Text zur Prüfung
Den Konstellationen des Denkens sind in der Erweiterung im Jüdischen Museum Konstellationen des Lebens gegenübergestellt. Diese Idee nimmt einen Gedanken aus der „Berliner Chronik" auf. Es war an einem Nachmittag im Café „Les Deux Magots", dass sich Benjamin „blitzartig, mit der Gewalt einer Erleuchtung" die biographischen Beziehungen zu Menschen, seine Freundschaften, Kameradschaften und seine Liebschaften „in ihren lebendigsten, verborgensten Verflechtungen" offenbarten. Benjamin wollte die Beziehungen in einem graphischen Schema festhalten. Anhand von neun Personen aus dem unmittelbaren Umfeld werden in der Ausstellung die prekären Lebensbedingungen in den späten dreißiger Jahren vor Augen geführt. Ausgewählt wurden die Schwester Dora Benjamin, Gretel Adorno, Hannah Arendt, Gisèle Freund, Adrienne Monnier, Gershom Scholem, Theodor W. Adorno, Max Horkheimer und Bertolt Brecht. Briefe, Fotos und Zeugnisse, von denen einige zuvor nie gezeigt worden sind, heben exemplarisch Momente der Beziehungen hervor. Sie dokumentieren Benjamins Internierung, Freilassung, die gescheiterte Flucht aus Paris, aber auch Gesten der Freundschaft und Akte praktischer Solidarität.

Ein selbstverfasstes Curriculum Vitae stellt den Besuchern die Hauptperson vor; das Typoskript wirkt, als sei es eigens für diese Ausstellung verfasst worden: Auf Französisch beschreibt Benjamin den Gang seines Lebens und seiner Arbeit, er führt seine wichtigsten Publikationen auf, nennt seine Übersetzungen aus dem Französischen, die Aufsätze zu französischen Themen, die Aufenthaltsorte seit 1933 und die Namen von Personen, die den – am Ende erfolglosen – Versuch unterstützten, die französische Staatsbürgerschaft zu erhalten.

Die Aufgabe
Entscheide bitte für jede Aussage, ob sie mit dem Text zur Benjamin-Ausstellung übereinstimmt, und belege dein Ja oder Nein mit den entscheidenden Worten des Textes als genauem Zitat. (a) Die Ausstellung stellt neun Personen aus Benjamins unmittelbarem Umfeld vor. (b) Benjamin verfasste sein Curriculum Vitae auf Deutsch. (c) Benjamins Versuch, die französische Staatsbürgerschaft zu erhalten, hatte Erfolg. Das Material wird hierfür nicht gebraucht.

Bereitgestelltes Material
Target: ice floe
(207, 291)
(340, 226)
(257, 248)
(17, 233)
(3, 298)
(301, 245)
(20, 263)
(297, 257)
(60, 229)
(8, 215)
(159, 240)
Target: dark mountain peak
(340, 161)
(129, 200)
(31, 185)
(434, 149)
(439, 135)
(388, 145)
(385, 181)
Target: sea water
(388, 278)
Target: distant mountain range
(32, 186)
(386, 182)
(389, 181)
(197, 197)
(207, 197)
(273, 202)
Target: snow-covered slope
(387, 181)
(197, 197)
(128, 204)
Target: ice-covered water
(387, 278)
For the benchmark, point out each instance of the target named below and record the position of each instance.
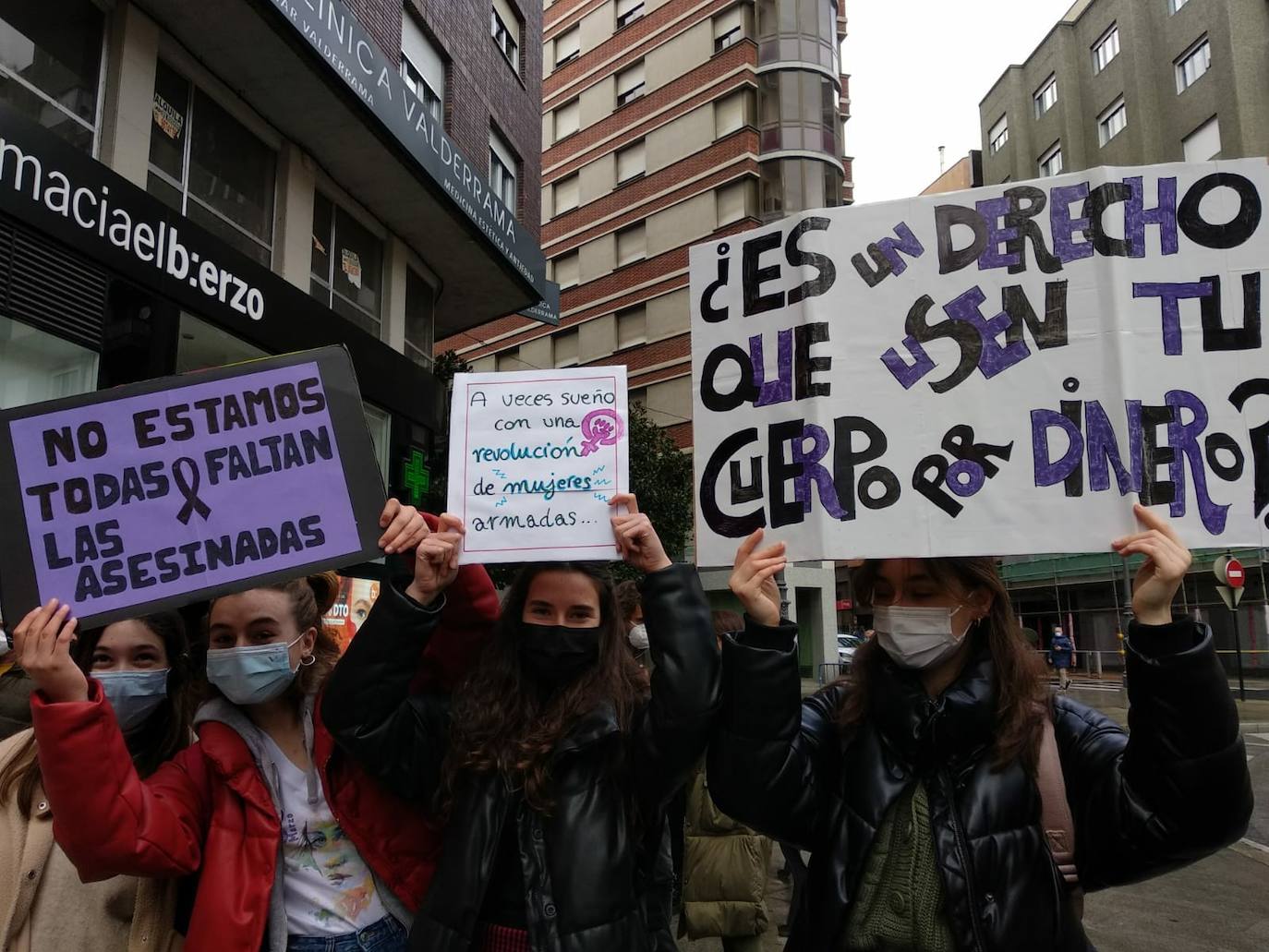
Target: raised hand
(637, 541)
(1166, 562)
(404, 527)
(753, 579)
(435, 560)
(43, 644)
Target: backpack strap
(1056, 817)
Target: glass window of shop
(37, 366)
(51, 65)
(790, 186)
(346, 271)
(798, 109)
(798, 30)
(210, 168)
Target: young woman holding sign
(294, 850)
(551, 761)
(142, 667)
(937, 786)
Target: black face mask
(555, 656)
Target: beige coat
(26, 846)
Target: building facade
(667, 124)
(184, 186)
(1133, 83)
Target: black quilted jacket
(1176, 791)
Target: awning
(312, 71)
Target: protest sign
(993, 372)
(535, 456)
(146, 497)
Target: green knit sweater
(900, 904)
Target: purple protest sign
(196, 485)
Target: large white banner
(993, 372)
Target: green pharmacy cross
(415, 477)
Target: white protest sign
(535, 456)
(993, 372)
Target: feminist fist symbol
(600, 428)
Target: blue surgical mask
(254, 674)
(133, 694)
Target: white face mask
(916, 637)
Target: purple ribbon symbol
(600, 428)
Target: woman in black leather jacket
(551, 763)
(913, 781)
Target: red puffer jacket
(209, 810)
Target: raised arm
(1177, 786)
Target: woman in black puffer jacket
(551, 763)
(913, 782)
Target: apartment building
(1133, 83)
(188, 185)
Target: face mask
(251, 676)
(133, 694)
(556, 656)
(638, 637)
(916, 637)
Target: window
(563, 348)
(631, 162)
(1113, 121)
(628, 12)
(631, 245)
(51, 66)
(1106, 48)
(565, 268)
(420, 301)
(631, 328)
(423, 68)
(209, 166)
(346, 270)
(1203, 142)
(730, 202)
(1193, 64)
(566, 197)
(1051, 163)
(502, 166)
(630, 84)
(505, 30)
(36, 366)
(729, 28)
(567, 119)
(567, 46)
(1045, 97)
(999, 135)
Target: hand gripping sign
(152, 495)
(535, 456)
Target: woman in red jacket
(291, 857)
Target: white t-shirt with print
(328, 887)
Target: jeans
(385, 935)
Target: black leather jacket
(1177, 791)
(587, 871)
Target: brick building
(367, 172)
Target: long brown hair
(160, 738)
(502, 722)
(1021, 696)
(311, 598)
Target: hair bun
(325, 586)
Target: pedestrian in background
(141, 668)
(725, 863)
(1061, 656)
(919, 785)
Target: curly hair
(504, 724)
(1021, 696)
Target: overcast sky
(918, 71)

Lösung
(a) Ja: „Anhand von neun Personen aus dem unmittelbaren Umfeld“
(b) Nein: „Auf Französisch beschreibt Benjamin den Gang seines Lebens und seiner Arbeit“
(c) Nein: „den – am Ende erfolglosen – Versuch unterstützten, die französische Staatsbürgerschaft zu erhalten“